Excerpted records:
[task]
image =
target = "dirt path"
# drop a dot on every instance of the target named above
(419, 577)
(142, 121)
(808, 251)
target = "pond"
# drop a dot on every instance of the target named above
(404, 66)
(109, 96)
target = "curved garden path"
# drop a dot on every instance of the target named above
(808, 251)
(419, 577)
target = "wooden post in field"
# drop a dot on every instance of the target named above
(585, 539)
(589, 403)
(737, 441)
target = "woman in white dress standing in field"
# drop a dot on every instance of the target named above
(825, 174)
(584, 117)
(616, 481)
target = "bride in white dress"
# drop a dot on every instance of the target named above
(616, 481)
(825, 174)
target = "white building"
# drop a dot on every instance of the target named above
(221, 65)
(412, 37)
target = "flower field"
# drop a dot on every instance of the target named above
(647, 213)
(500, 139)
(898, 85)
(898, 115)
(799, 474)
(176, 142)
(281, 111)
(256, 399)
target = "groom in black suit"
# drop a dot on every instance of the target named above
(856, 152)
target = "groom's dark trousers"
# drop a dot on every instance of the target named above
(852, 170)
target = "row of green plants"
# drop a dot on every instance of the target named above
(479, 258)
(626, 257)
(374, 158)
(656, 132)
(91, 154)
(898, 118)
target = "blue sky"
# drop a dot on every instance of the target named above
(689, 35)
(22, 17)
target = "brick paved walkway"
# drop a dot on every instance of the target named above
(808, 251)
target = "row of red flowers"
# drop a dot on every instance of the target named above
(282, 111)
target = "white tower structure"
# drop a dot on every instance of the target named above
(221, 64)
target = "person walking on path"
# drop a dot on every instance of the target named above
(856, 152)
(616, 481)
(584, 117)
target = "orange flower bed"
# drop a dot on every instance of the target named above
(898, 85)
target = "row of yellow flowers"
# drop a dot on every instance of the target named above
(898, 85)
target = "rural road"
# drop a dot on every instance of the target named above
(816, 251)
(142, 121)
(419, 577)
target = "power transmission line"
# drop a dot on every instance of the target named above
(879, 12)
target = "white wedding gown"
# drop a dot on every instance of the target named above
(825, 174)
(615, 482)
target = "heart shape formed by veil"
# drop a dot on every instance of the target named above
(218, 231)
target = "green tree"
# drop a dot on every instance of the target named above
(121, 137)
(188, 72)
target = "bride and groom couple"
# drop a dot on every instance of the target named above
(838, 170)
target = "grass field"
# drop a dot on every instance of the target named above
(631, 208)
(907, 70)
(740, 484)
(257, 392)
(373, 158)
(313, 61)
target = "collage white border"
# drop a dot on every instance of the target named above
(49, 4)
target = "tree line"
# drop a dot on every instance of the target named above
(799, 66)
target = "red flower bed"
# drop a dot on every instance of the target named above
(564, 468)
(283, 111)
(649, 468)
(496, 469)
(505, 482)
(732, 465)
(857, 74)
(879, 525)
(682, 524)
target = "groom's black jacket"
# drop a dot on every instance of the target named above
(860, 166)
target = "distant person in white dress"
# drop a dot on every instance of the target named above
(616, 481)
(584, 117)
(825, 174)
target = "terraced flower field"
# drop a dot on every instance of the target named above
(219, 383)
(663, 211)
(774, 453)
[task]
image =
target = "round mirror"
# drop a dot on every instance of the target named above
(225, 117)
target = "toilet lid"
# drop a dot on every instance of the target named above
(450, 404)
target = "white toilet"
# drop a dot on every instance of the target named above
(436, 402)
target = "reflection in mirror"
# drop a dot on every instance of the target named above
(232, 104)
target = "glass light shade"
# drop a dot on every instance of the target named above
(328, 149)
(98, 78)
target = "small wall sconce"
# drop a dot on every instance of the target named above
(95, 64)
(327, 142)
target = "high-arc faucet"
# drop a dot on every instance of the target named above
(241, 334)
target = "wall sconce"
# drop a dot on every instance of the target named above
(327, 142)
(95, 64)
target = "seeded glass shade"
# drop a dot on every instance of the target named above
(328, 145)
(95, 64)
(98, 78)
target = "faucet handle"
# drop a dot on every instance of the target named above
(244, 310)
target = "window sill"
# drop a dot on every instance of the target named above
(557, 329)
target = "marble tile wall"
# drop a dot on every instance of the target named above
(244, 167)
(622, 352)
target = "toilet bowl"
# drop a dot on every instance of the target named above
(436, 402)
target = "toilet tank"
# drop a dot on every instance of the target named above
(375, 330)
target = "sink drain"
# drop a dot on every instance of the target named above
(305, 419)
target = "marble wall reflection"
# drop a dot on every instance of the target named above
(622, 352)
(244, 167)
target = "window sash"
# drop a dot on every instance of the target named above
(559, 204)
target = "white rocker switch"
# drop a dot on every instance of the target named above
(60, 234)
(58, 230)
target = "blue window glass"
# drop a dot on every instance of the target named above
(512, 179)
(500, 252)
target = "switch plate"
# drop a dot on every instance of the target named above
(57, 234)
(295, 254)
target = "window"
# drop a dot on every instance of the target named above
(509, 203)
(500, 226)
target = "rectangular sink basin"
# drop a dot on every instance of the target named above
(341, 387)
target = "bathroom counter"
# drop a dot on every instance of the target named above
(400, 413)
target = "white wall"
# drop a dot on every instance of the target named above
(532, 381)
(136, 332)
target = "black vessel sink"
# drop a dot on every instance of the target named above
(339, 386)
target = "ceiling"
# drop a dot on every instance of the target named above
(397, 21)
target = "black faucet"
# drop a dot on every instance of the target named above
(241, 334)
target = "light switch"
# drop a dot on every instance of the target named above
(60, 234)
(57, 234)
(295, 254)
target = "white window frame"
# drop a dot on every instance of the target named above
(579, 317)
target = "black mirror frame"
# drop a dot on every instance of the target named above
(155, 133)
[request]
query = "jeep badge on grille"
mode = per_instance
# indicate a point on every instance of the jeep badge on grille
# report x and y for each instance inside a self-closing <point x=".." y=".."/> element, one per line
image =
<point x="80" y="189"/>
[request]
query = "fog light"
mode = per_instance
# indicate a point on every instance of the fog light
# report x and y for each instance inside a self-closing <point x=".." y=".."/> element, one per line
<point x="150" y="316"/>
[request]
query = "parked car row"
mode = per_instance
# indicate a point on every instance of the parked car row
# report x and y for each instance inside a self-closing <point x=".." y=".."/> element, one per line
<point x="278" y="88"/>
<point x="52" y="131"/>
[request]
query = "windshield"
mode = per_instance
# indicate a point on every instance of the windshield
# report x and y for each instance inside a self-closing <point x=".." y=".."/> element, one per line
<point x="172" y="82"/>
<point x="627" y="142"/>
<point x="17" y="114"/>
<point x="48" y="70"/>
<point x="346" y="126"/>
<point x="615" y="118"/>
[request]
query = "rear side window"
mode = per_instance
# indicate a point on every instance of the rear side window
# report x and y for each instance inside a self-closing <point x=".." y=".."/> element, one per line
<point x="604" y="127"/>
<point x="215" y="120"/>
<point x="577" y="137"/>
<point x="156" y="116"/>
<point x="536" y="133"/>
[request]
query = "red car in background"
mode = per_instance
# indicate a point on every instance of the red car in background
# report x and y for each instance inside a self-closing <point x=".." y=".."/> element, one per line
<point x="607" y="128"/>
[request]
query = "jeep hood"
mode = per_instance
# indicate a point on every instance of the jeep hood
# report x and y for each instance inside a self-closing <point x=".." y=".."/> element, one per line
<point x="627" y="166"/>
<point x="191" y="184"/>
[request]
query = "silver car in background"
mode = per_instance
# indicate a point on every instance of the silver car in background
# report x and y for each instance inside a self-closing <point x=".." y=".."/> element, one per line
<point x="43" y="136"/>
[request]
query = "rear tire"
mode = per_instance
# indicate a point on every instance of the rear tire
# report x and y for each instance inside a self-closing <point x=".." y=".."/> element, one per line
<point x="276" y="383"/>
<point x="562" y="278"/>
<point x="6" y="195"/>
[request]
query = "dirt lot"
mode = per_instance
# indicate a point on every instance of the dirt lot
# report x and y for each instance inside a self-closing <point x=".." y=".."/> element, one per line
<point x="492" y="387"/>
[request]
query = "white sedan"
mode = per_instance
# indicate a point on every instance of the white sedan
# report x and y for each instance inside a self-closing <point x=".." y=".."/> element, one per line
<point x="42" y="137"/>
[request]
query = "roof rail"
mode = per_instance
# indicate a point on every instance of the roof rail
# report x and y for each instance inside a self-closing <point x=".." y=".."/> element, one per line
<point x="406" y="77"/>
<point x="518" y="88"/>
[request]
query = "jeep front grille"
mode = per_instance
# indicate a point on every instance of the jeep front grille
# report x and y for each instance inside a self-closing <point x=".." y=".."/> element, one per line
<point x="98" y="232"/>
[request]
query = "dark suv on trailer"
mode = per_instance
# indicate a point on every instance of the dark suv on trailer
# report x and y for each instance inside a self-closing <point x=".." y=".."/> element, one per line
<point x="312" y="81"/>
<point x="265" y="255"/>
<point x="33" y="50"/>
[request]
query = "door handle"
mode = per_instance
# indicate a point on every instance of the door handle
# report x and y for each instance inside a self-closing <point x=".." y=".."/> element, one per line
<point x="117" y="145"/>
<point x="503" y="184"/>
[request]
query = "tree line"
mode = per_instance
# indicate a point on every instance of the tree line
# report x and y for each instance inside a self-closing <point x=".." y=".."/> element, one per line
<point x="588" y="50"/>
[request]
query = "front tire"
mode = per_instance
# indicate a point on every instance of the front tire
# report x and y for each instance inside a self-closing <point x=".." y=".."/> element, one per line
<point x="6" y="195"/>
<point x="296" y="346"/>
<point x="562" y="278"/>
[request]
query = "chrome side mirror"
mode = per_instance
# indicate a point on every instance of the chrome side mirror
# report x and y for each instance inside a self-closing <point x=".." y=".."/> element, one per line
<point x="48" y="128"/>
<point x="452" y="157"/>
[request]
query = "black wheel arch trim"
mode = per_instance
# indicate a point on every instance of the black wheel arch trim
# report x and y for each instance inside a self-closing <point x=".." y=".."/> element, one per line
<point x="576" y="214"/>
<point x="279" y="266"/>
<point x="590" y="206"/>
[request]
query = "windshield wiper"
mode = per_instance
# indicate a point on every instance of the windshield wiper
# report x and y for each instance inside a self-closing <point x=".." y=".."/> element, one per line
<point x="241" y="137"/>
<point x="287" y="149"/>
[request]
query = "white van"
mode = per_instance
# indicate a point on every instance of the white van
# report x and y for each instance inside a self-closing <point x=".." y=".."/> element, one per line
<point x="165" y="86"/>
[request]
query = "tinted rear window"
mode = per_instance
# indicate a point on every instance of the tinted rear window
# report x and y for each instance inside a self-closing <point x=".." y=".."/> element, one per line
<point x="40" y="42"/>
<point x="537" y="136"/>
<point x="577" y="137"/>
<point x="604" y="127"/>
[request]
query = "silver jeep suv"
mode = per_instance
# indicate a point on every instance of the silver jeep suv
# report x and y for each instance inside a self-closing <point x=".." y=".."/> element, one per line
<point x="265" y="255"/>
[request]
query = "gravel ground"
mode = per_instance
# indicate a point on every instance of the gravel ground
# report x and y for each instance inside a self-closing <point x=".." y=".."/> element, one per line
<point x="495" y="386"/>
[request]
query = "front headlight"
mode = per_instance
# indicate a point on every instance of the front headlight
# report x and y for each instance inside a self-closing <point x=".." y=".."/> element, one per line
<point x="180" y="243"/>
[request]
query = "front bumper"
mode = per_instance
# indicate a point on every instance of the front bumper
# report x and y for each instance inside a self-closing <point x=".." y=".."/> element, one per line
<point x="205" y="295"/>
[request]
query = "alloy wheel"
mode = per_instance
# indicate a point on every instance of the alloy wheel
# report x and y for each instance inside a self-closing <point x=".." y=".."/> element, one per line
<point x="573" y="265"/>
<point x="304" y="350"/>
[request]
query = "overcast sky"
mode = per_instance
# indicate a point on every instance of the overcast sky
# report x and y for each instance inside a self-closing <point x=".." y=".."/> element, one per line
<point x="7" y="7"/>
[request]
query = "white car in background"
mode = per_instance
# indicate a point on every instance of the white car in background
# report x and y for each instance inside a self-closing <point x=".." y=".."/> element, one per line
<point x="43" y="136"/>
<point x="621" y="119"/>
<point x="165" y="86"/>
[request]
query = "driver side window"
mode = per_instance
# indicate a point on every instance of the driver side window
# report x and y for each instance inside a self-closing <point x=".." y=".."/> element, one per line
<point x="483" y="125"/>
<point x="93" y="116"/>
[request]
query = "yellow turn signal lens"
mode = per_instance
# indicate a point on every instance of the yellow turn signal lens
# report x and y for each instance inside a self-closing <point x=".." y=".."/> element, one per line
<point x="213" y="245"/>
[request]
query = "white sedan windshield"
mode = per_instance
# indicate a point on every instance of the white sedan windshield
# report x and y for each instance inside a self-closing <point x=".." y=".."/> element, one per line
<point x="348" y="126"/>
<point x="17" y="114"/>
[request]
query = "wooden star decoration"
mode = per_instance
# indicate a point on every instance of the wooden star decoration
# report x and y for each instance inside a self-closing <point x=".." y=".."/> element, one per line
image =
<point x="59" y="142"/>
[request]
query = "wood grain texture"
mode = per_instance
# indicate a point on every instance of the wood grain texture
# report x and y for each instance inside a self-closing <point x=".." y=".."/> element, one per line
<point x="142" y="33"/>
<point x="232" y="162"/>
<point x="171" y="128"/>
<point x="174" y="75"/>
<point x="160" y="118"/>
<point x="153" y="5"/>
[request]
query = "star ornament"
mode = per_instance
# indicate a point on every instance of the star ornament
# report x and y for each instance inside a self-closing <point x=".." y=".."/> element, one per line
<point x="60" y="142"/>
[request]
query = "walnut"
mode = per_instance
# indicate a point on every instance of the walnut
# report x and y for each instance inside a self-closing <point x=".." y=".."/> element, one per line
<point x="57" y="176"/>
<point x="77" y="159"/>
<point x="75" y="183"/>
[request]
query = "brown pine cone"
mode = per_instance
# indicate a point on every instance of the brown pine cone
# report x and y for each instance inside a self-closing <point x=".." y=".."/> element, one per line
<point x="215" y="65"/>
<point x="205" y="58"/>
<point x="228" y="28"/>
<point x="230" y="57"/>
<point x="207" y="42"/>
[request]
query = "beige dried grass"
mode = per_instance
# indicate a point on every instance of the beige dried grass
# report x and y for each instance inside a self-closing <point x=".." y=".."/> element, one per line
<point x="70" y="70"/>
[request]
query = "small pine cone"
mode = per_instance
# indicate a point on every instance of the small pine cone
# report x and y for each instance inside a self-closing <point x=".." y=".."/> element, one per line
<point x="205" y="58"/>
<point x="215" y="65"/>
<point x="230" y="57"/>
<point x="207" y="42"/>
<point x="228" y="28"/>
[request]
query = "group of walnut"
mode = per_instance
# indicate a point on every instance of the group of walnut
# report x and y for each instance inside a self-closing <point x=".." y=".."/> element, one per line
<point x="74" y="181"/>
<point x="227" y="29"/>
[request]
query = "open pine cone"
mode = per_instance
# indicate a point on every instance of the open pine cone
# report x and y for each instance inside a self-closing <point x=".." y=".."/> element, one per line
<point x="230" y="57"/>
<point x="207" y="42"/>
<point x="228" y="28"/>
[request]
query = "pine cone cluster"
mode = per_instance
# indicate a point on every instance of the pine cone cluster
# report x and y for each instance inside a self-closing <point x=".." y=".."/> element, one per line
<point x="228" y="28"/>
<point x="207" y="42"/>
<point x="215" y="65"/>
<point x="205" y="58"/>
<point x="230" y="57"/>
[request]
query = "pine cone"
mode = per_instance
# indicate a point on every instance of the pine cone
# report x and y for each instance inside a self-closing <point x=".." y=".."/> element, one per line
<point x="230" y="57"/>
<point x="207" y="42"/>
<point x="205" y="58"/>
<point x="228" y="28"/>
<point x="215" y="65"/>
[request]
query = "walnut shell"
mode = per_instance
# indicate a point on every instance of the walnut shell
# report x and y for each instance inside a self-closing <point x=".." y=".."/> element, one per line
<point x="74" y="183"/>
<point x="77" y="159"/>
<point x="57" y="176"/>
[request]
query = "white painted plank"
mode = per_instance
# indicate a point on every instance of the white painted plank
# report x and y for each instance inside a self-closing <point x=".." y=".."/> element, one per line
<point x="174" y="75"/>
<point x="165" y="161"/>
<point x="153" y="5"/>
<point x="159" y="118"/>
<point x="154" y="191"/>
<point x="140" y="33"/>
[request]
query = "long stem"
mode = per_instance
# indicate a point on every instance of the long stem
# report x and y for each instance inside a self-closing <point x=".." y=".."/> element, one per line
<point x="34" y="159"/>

Work instruction: Beginning at the line above that contains "# indicate a point on every instance of the roof", return each line exactly through the line that contains "# indicate a point on every instance of the front tire", and no others.

Response to this exercise:
# indicate a point on every instance of the roof rail
# report x and y for each instance inside a self-closing <point x=".." y=".."/> element, one per line
<point x="406" y="77"/>
<point x="518" y="88"/>
[request]
query = "jeep front grille"
mode = per_instance
# indicate a point on every instance of the jeep front grille
# report x and y for each instance inside a self-closing <point x=".." y=".."/> element, one per line
<point x="98" y="232"/>
[request]
query = "dark suv on trailer"
mode = per_instance
# indicate a point on every instance of the dark suv on trailer
# report x and y for each instance inside a self-closing <point x=".." y=".."/> element, one per line
<point x="312" y="81"/>
<point x="265" y="255"/>
<point x="33" y="50"/>
[request]
query = "door handle"
mode = per_instance
# indicate a point on every instance of the door handle
# report x and y for each instance inside a self-closing <point x=".." y=".."/> element, one per line
<point x="117" y="145"/>
<point x="503" y="184"/>
[request]
query = "tree line"
mode = per_instance
# indicate a point on every instance of the tree line
# report x and y for each instance inside a self-closing <point x=".." y=".."/> element, one per line
<point x="588" y="50"/>
[request]
query = "front tire"
mode = per_instance
# indicate a point on every instance of the front tire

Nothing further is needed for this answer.